#### Work task
Within the listing below, count the lines that have the string "booth". Answer with that number only.

[[ Dataset content open ]]

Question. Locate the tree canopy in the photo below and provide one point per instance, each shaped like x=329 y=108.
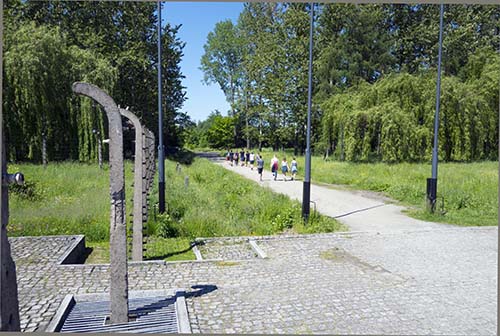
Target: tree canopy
x=374 y=73
x=51 y=44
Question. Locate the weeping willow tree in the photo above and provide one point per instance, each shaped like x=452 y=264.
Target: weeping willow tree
x=392 y=120
x=39 y=69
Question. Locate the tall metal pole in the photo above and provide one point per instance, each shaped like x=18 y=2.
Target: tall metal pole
x=306 y=194
x=432 y=182
x=161 y=153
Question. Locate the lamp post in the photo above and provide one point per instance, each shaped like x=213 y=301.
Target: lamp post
x=432 y=182
x=161 y=152
x=306 y=194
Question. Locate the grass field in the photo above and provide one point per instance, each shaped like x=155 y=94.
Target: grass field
x=73 y=198
x=468 y=192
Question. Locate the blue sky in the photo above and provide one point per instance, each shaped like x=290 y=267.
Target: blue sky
x=198 y=19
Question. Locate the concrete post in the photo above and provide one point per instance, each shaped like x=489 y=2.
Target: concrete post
x=44 y=150
x=138 y=186
x=9 y=304
x=118 y=229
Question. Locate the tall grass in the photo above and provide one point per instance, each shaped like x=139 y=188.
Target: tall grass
x=218 y=202
x=467 y=192
x=64 y=198
x=73 y=198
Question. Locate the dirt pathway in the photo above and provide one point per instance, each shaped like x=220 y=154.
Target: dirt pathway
x=359 y=211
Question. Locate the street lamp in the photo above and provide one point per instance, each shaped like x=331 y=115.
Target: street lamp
x=306 y=194
x=432 y=182
x=161 y=153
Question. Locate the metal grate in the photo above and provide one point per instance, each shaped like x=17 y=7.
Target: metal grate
x=152 y=315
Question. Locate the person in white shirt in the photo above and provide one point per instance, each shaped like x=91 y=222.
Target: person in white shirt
x=252 y=160
x=294 y=168
x=274 y=166
x=284 y=168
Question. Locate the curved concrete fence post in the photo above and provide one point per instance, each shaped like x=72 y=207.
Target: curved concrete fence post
x=9 y=304
x=138 y=186
x=118 y=228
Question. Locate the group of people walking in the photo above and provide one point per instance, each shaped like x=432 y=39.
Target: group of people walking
x=248 y=159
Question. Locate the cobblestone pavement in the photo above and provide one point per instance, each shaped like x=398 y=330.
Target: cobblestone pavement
x=415 y=282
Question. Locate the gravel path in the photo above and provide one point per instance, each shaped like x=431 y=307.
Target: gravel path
x=394 y=276
x=359 y=212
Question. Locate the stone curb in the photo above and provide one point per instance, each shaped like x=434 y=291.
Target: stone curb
x=257 y=249
x=74 y=252
x=70 y=300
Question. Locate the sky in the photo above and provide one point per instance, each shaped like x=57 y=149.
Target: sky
x=198 y=19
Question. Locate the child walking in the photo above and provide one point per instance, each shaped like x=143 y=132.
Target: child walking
x=274 y=166
x=260 y=165
x=294 y=168
x=284 y=168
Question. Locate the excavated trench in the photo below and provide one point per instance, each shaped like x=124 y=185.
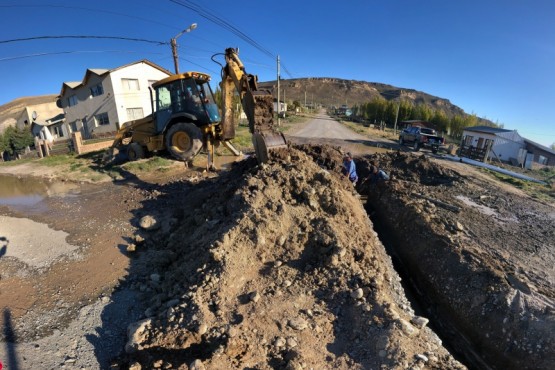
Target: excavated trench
x=290 y=248
x=422 y=300
x=447 y=275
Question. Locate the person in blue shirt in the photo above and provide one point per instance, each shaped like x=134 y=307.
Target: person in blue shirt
x=376 y=175
x=349 y=168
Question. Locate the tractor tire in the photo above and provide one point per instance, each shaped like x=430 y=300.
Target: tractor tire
x=184 y=141
x=135 y=152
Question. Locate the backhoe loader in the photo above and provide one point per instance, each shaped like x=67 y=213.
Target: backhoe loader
x=186 y=118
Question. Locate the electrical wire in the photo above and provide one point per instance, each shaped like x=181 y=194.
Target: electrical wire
x=228 y=26
x=84 y=37
x=68 y=52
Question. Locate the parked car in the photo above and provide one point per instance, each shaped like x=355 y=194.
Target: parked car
x=421 y=137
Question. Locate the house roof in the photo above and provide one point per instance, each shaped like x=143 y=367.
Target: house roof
x=486 y=129
x=100 y=72
x=533 y=143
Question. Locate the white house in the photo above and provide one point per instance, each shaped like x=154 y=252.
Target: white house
x=486 y=143
x=105 y=99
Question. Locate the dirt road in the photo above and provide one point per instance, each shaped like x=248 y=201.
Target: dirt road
x=278 y=266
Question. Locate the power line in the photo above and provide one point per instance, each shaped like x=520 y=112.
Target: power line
x=68 y=52
x=228 y=26
x=89 y=10
x=84 y=37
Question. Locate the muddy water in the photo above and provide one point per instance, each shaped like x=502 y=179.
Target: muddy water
x=28 y=193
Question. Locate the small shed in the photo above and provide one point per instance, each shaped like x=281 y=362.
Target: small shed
x=541 y=155
x=485 y=143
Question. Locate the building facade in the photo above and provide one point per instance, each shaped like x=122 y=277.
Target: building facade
x=105 y=99
x=486 y=143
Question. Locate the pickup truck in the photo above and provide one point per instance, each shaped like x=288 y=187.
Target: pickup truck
x=421 y=137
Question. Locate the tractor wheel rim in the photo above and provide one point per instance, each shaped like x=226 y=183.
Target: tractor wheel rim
x=181 y=141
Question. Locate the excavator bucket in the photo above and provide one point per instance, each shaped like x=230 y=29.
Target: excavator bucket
x=265 y=142
x=257 y=104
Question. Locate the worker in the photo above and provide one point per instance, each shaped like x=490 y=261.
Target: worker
x=349 y=168
x=376 y=175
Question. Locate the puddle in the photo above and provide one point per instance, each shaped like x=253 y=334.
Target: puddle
x=23 y=193
x=31 y=242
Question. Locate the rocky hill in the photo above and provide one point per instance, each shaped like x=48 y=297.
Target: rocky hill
x=336 y=92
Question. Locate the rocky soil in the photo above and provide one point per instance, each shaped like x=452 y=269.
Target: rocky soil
x=279 y=267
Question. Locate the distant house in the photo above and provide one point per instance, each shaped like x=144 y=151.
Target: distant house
x=34 y=111
x=106 y=98
x=486 y=143
x=416 y=123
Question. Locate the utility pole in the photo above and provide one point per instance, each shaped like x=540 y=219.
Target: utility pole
x=397 y=114
x=279 y=103
x=173 y=43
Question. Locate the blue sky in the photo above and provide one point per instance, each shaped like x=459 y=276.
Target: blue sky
x=493 y=58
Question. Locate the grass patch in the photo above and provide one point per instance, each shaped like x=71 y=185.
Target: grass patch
x=535 y=190
x=158 y=164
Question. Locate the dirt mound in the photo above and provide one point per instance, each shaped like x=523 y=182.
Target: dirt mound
x=480 y=258
x=272 y=266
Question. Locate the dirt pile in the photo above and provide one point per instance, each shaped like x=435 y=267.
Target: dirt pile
x=271 y=267
x=480 y=258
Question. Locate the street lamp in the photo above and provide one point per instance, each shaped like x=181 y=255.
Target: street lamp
x=173 y=43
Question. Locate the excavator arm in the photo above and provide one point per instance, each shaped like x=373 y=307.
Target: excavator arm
x=257 y=105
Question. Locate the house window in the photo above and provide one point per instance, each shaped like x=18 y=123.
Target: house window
x=468 y=140
x=130 y=84
x=97 y=90
x=134 y=113
x=72 y=100
x=101 y=119
x=58 y=131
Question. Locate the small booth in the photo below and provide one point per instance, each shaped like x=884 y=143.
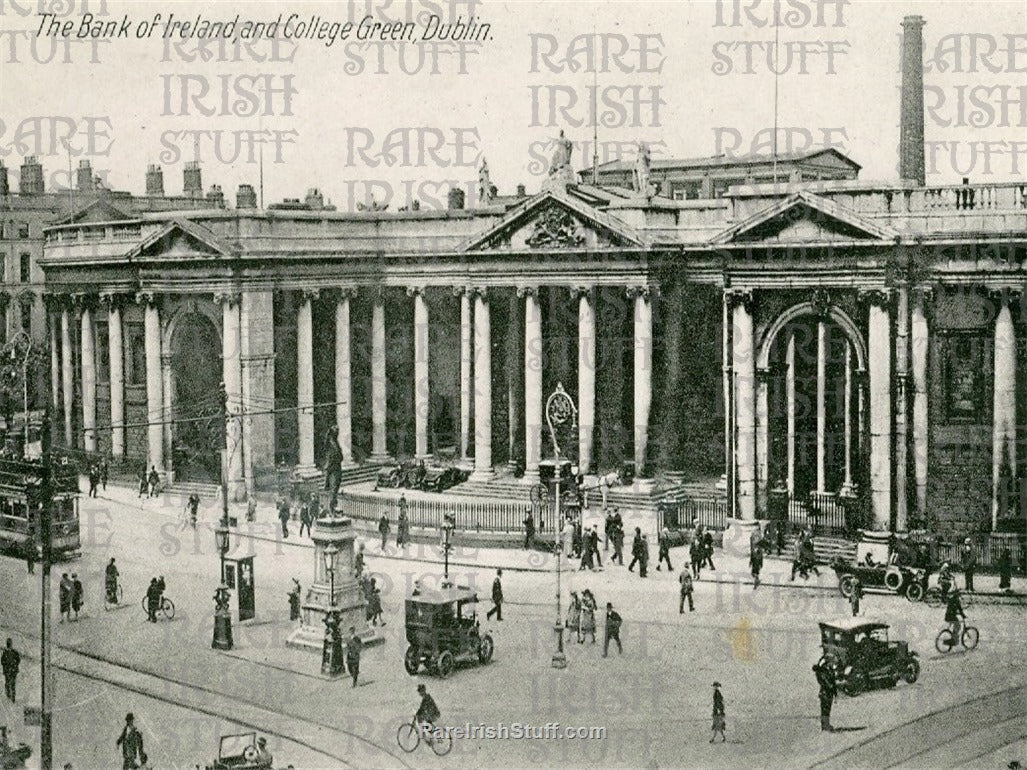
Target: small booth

[[ Dataset content closed ]]

#### Solution for this exercise
2